(Excerpt to read)
☆ ☆ ☆ ☆ ☆
While progress has been made, this is not the case among university students. To the contrary, while binge drinking among 18- to 20-year-old non-students has declined, binge drinking and alcohol-related deaths among collegians has increased.

Underage drinking is nothing new to university culture. A long-standing problem, abusive drinking is uniquely associated with this particular culture.

No one denies that destructive drinking on the nation's campuses is a complicated issue, but there seems to be a consensus that university leaders have not done enough to address this problem, which compromises their institutional mission, while jeopardizing the health and future of drinking students.

In our community, abusive student drinking is rampant. Walk along Franklin Street or near any fraternity house on a weekend. Visit UNC Hospitals to observe the emergency alcohol transports. Accompany emergency personnel responding to unconscious students found on campus. Accompany law enforcement attempting to manage situations involving intoxicated students. Talk to town residents who are frequent victims of student behaviors.
☆ ☆ ☆ ☆ ☆
[Dataset items]
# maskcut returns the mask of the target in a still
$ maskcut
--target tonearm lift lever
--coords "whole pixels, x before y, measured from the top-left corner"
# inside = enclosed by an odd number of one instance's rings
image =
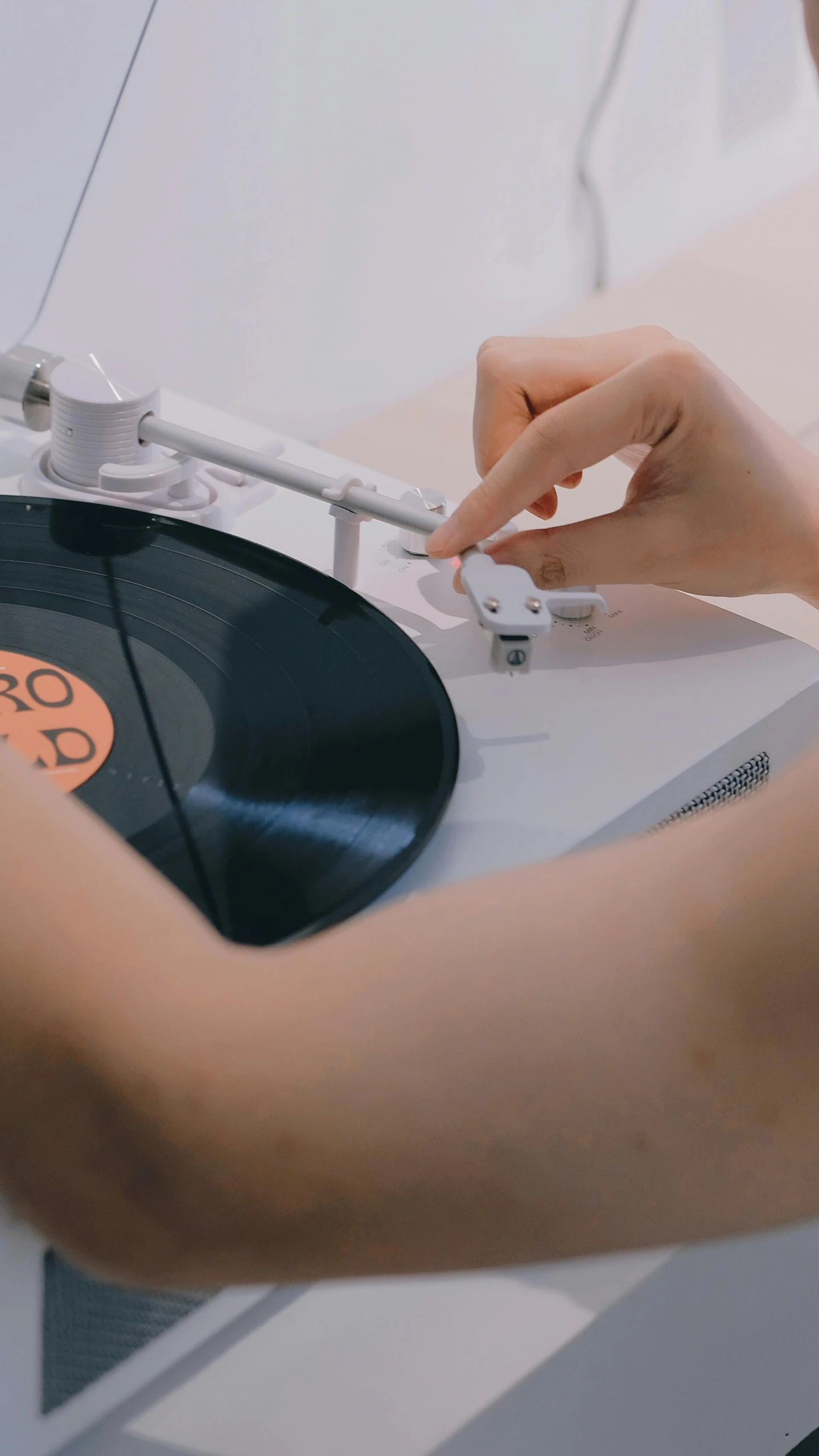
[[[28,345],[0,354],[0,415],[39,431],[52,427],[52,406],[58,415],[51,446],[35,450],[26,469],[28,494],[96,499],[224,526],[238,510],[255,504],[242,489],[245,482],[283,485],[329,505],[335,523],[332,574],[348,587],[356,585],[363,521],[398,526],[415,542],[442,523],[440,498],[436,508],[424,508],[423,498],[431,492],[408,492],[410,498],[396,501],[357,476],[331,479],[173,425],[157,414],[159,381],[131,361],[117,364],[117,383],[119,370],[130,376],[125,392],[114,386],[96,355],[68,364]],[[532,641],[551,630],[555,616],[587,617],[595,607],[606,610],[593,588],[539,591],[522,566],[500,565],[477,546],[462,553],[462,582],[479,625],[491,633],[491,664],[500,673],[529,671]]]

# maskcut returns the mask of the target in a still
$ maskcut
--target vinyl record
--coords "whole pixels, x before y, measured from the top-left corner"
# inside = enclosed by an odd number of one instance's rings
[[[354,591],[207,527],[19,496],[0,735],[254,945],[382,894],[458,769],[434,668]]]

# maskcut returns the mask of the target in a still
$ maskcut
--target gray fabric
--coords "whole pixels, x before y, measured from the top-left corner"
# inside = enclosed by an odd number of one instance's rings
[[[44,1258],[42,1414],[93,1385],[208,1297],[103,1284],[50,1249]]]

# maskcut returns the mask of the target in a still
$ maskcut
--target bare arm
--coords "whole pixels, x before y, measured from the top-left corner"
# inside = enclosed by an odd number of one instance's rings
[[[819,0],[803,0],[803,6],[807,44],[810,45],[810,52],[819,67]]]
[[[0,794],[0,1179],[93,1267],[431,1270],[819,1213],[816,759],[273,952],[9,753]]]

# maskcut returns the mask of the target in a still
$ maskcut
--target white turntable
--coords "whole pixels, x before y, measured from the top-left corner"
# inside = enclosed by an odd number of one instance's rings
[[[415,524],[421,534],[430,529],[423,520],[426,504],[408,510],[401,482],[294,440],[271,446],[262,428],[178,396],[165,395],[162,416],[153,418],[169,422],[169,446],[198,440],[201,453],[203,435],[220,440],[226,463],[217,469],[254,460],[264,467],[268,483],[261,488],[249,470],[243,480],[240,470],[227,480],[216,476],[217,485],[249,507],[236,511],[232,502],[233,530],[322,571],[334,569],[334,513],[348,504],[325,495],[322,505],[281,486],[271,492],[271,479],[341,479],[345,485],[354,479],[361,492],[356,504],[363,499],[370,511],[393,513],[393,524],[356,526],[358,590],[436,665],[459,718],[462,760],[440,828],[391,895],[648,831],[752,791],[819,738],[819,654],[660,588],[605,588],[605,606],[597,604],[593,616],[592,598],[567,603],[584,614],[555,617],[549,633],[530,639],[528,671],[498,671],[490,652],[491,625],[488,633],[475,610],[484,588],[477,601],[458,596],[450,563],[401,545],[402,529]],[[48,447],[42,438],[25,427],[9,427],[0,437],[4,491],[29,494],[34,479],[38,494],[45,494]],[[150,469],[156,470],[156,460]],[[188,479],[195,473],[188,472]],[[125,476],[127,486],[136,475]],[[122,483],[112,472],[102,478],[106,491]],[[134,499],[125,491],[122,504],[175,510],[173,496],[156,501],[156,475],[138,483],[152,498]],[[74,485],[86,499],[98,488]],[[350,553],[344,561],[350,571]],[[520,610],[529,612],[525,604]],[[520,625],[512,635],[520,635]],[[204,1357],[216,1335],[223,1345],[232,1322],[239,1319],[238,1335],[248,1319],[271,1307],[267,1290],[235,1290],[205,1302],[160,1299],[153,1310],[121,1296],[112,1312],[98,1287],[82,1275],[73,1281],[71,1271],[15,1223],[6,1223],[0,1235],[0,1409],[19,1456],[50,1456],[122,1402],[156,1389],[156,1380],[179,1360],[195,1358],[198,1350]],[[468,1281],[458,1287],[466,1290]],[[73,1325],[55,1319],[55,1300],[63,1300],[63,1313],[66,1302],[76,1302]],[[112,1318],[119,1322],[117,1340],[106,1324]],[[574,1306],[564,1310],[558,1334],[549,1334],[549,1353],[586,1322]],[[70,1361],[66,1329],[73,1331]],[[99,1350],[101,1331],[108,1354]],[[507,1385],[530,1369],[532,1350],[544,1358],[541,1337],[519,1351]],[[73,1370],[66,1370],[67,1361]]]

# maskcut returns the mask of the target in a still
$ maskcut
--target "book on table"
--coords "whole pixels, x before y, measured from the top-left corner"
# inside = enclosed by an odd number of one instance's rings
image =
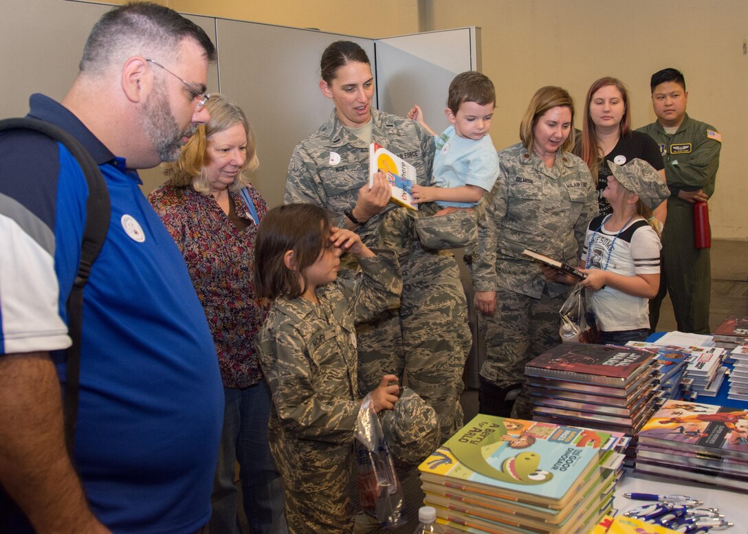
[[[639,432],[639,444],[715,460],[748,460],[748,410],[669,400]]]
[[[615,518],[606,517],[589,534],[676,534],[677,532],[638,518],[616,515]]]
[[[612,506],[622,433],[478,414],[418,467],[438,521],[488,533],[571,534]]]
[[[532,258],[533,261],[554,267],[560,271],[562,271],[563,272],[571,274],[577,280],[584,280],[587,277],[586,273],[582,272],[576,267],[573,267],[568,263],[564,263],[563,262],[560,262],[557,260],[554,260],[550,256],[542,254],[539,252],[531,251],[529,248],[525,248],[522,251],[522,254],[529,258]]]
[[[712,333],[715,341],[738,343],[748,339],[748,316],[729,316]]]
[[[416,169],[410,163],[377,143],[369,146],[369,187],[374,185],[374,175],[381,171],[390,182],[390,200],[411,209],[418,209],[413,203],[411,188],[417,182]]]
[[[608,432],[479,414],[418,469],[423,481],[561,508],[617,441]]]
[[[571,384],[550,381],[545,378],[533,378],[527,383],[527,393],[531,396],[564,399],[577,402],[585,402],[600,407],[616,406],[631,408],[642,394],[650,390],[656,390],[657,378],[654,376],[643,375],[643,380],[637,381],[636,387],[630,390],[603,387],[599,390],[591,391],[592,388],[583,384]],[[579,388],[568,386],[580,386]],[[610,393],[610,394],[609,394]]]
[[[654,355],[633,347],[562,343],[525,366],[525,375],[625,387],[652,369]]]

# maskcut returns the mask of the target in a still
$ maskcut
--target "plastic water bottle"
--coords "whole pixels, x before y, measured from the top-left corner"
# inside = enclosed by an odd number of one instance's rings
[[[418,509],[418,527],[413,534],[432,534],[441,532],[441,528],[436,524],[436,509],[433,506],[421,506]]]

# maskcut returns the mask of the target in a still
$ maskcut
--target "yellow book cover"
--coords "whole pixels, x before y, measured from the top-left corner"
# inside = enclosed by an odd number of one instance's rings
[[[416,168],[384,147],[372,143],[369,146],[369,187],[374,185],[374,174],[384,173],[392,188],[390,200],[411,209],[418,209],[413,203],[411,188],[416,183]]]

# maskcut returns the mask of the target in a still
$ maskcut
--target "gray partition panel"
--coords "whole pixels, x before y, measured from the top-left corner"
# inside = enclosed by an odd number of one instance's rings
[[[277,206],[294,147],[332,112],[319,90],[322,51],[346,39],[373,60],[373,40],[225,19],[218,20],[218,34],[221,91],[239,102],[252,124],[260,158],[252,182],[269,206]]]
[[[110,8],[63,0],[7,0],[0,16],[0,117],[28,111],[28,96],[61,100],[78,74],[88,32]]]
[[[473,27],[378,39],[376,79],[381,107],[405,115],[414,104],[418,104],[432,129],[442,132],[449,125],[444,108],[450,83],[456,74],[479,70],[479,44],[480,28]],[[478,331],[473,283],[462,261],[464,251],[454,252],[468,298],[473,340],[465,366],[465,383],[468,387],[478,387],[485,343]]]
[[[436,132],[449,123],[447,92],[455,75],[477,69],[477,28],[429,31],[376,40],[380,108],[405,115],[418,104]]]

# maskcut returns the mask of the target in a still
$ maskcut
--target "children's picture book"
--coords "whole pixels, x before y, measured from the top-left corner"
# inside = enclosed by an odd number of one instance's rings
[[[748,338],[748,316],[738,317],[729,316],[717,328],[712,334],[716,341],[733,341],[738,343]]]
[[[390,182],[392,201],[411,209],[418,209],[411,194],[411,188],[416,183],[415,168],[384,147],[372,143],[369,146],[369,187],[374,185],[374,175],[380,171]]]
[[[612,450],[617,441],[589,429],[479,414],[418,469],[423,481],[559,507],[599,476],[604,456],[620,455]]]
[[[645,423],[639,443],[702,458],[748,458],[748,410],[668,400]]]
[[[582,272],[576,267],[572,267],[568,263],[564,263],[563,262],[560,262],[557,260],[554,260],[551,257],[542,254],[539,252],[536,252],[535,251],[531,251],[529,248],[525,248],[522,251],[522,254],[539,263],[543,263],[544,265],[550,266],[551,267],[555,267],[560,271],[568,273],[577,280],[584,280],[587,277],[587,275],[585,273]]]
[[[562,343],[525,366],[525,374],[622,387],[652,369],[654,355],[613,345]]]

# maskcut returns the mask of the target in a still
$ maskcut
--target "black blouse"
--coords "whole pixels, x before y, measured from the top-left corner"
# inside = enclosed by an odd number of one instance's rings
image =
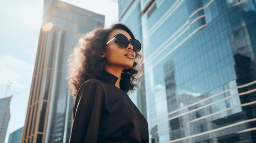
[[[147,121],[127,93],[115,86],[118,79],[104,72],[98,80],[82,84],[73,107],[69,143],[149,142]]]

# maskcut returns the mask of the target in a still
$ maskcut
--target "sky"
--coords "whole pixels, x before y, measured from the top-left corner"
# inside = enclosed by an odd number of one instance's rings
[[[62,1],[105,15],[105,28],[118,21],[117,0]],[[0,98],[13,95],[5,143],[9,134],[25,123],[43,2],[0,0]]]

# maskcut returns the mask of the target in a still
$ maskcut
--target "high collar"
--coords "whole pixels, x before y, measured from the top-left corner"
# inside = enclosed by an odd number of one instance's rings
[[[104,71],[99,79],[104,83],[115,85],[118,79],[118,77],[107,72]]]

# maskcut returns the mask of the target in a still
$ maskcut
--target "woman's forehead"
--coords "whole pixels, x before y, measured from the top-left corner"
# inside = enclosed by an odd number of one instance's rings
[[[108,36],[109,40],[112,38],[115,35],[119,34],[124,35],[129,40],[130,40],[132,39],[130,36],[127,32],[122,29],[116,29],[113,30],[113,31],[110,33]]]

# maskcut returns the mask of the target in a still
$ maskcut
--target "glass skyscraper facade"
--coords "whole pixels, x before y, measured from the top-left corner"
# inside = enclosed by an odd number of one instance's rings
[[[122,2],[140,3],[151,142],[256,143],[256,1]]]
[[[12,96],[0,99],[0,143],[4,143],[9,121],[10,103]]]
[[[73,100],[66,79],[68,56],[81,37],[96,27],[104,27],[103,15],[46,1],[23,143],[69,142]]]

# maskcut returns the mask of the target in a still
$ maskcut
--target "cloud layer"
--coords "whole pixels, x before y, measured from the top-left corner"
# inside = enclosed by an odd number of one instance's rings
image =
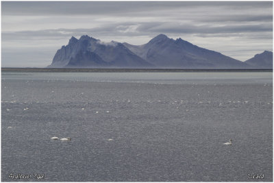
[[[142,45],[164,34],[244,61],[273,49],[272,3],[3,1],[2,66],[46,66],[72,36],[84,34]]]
☆ ☆ ☆ ☆ ☆
(Tasks to complete)
(A) In the passage on campus drinking, copy the wording character for character, beginning at "While progress has" and stopping after "this particular culture.".
(B) According to the passage on campus drinking, what has happened to binge drinking among 18- to 20-year-old non-students?
(C) Write the next part of the passage on campus drinking, picking up after its final sentence.

(Task responses)
(A)
While progress has been made, this is not the case among university students. To the contrary, while binge drinking among 18- to 20-year-old non-students has declined, binge drinking and alcohol-related deaths among collegians has increased.

Underage drinking is nothing new to university culture. A long-standing problem, abusive drinking is uniquely associated with this particular culture.

(B) It has declined.

(C)
UNC Vice Chancellor Winston Crisp recently said, "We don't have a weekend that goes by without a report of alcohol and drug and sexual abuse." He added: "The tolerance of the community has reached its endpoint. The tolerance of the university of cleaning up disasters on a weekly basis is over."

But on another front, college administrators across the nation are wondering when, described by the Yale Daily News as the "ticking bomb," the explosion of civil and/or criminal liability actions against them will begin. The nation is rapidly moving in a direction in which they will be confronted with increasing liability.

Law professor Peter Luke, director of the Stetson University Center for Excellence in Higher Education Law and Policy, believes that the stage is already set for major lawsuits against them.

"A lot of heads are going to roll over this," he said. "I think you're going to see college presidents fired and lawyers losing their jobs."

But this university problem is also a town problem, and we must be part of the solution. The resources devoted by Chapel Hill and Carrboro to manage issues related to student drinking abuses are extraordinary. Most of those expenses, like all efforts related to alcohol-related issues, are borne by taxpayers.

It's time for town leaders of Chapel Hill and Carrboro to join university leaders in adopting a community environmental strategy to change the culture of abusive drinking that exists here.

In 2007, for the first time in our history, the U.S. Surgeon General issued a national "Call to Action" to prevent underage drinking, declaring it a major public health threat. At that time, he said simply, "We can no longer ignore what alcohol is doing to our children."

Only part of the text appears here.